● **Stated goal**
Filter the data below and copy every line that contains the word "green". Treat case as significant.

***** Supplied records

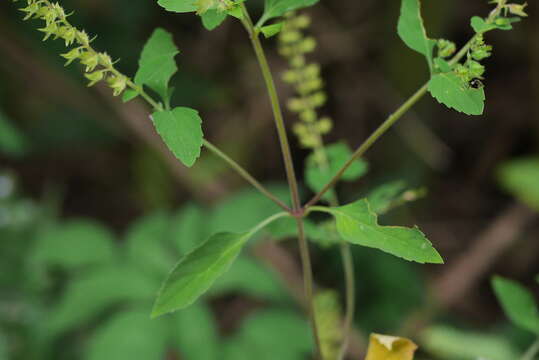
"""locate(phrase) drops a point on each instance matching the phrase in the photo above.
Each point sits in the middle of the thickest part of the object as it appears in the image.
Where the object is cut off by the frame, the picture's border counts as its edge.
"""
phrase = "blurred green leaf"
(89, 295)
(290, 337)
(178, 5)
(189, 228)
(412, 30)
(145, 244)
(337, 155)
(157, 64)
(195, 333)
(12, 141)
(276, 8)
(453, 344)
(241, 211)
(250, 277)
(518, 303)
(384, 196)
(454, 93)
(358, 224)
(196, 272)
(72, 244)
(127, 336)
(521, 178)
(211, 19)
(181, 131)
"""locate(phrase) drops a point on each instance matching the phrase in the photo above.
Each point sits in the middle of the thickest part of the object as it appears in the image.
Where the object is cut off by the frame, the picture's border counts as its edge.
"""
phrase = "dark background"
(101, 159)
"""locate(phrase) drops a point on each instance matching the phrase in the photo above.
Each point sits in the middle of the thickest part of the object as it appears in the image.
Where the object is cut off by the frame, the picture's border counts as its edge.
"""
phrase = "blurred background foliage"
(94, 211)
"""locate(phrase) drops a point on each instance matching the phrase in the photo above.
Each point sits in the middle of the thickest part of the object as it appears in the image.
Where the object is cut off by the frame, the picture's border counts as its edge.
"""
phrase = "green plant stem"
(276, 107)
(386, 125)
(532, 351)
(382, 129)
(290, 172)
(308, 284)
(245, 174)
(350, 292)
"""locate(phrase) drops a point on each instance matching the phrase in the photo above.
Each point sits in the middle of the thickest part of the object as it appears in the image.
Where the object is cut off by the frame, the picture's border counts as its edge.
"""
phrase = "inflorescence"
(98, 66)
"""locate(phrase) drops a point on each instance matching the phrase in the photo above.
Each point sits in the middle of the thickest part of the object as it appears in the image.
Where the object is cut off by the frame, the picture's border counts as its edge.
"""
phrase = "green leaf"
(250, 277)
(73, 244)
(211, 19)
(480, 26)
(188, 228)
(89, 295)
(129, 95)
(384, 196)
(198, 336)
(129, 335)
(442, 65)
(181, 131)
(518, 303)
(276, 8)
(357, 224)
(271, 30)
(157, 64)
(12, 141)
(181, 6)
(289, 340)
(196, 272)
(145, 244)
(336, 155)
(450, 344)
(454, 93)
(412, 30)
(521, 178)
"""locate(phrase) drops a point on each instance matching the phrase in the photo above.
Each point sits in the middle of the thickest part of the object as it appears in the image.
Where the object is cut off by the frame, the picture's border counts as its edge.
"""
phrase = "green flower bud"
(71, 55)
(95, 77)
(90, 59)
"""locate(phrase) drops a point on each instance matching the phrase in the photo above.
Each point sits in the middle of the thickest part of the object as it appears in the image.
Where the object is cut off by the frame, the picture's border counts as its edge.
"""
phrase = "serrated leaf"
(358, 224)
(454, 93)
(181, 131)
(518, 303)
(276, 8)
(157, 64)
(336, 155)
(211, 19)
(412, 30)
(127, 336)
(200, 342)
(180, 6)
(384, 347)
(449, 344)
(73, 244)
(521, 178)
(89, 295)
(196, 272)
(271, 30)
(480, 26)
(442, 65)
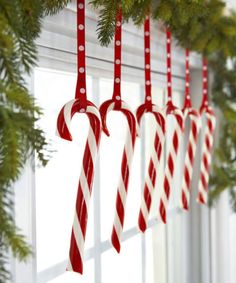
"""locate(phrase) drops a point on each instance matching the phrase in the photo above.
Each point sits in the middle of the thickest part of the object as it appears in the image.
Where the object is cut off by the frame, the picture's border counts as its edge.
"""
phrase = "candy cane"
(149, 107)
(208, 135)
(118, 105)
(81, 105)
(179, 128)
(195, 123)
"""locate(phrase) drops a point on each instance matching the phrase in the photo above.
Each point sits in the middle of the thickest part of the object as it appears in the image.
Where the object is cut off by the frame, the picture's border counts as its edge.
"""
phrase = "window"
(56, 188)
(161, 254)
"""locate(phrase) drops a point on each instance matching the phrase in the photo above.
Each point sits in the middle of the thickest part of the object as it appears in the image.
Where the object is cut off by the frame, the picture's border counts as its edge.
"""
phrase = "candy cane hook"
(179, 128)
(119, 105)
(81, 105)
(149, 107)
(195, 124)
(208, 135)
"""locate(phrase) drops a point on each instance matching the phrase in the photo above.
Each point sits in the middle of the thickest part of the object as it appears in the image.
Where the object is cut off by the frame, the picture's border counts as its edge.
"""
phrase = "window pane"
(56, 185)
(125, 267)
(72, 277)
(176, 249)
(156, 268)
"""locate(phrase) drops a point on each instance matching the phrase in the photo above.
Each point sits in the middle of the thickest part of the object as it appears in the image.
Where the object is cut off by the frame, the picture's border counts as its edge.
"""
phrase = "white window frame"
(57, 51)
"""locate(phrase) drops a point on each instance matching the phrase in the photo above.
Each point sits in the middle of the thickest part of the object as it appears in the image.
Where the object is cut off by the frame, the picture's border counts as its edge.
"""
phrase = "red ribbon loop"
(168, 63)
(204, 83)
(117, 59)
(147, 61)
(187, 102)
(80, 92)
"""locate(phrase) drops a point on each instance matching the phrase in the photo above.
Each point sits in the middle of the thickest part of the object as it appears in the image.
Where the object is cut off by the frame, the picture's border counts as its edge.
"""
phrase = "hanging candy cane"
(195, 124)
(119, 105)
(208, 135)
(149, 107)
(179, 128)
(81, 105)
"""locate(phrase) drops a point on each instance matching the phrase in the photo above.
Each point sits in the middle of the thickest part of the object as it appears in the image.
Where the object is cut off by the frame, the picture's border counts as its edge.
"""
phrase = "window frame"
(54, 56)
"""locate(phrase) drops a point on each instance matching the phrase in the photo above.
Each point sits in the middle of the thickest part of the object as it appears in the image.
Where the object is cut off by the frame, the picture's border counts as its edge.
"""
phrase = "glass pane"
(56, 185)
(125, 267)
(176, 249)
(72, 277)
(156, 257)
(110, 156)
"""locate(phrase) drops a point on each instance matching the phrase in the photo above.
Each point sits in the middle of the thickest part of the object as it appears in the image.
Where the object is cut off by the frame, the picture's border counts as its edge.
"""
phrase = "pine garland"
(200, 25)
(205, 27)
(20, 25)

**********

● **Answer to the task**
phrase = "blurred green leaf"
phrase = "green plant stem"
phrase = "green leaf"
phrase = "green flower bud"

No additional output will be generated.